I’m heading to Dallas this morning, and as I’m leaving home for two days I want to share Haley Stewart’s recent reflection on our first home:

As my fourth baby has learned to crawl over the past few weeks, I watch her launch out across the living room to grab toys and explore. After scurrying several feet away, she will turn her head back to where I sit cross-legged on the floor and return to me, climbing into my lap to rest her head on my chest or pat my cheek with her chubby palm before going on her next tiny adventure across the room.

My five-year-old, for so many years the baby of the family, still asks to sit in my lap each day. While we eat lunch, while she does schoolwork, while we read books at bedtime, her little girl limbs find a way to curl up into the space where she found comfort for so long.

My seven-year-old wraps her arms around me many times a day for a huge hug. She touches my hair or shoulders as she walks past me. She runs into my embrace when she scrapes her knee.

My ten-year-old still snuggles up as we look over math problems and read together. He still wants a hug to comfort him when he is distressed or needs to resolve a disagreement.

While my children’s need for physical touch can be exhausting, it reminds me of a beautiful truth: my body will always be my children’s first home. My body is the space where they were woven together, where their tiny baby arms and legs kicked and swam, their first cradle that rocked them to sleep.
★ ★ ★ ★ ★
CHECK YOUR UNDERSTANDING:
**A.** Answer these questions from the passage about children's need for physical touch:
(i) What does the fourth baby do after scurrying several feet away?
(ii) When does the seven-year-old run into the writer's embrace?
(iii) In what situations does the ten-year-old still want a hug?
**B.** Carry on the passage about children's need for physical touch, picking up after its final sentence.

Referring expression pointing data:
★ ★ ★ ★ ★
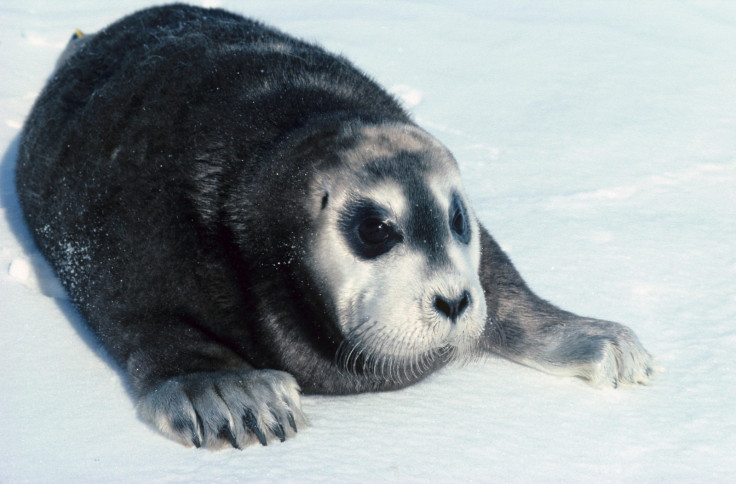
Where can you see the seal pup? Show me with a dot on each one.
(241, 216)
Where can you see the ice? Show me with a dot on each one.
(598, 143)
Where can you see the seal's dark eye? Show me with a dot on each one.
(368, 229)
(459, 221)
(374, 231)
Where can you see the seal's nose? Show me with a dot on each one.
(452, 308)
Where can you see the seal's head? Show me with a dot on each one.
(397, 252)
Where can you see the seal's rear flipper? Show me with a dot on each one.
(76, 42)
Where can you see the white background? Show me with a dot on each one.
(598, 143)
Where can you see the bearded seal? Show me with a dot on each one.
(241, 216)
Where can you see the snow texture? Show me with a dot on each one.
(598, 143)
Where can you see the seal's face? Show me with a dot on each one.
(397, 251)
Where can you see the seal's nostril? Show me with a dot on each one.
(452, 309)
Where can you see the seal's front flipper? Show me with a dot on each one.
(225, 408)
(531, 331)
★ ★ ★ ★ ★
TASK ANSWERS:
**A.**
(i) She turns her head back to where the writer sits, returns, and climbs into the writer's lap.
(ii) When she scrapes her knee.
(iii) When he is distressed or needs to resolve a disagreement.

**B.**
When I was 23 and my mom was diagnosed with breast cancer, I was struck by this truth. Already married and a new mother myself, I was in the process of creating my own home and family. And yet, the prospect of losing my mom made me feel unmoored and lost. Praise God, she has been cancer free for almost 10 years. But no matter how old I am, losing my mother someday will be the loss of home—my first home. In both an emotional and physical reality. The loss of her presence will take away from the comfort of visiting my hometown. It will not feel like home, because my first home, her very body, will not be there.

We know now that some of a baby’s cells to stay in the body of her mother (fetal microchimerism). Part of each of my children will be with me forever and they each have a piece of me. We are physically connected for our whole lives. But a mother’s connection to her child transcends DNA. We will find home in those who have been a mother to us. Our birth mothers, our adoptive mothers, our foster mothers, women who have stepped in to mother us when our own mothers may be separated from us by death, illness, addiction, or abuse.

Our need for a mother, a presence of home, is part of God’s design for human souls.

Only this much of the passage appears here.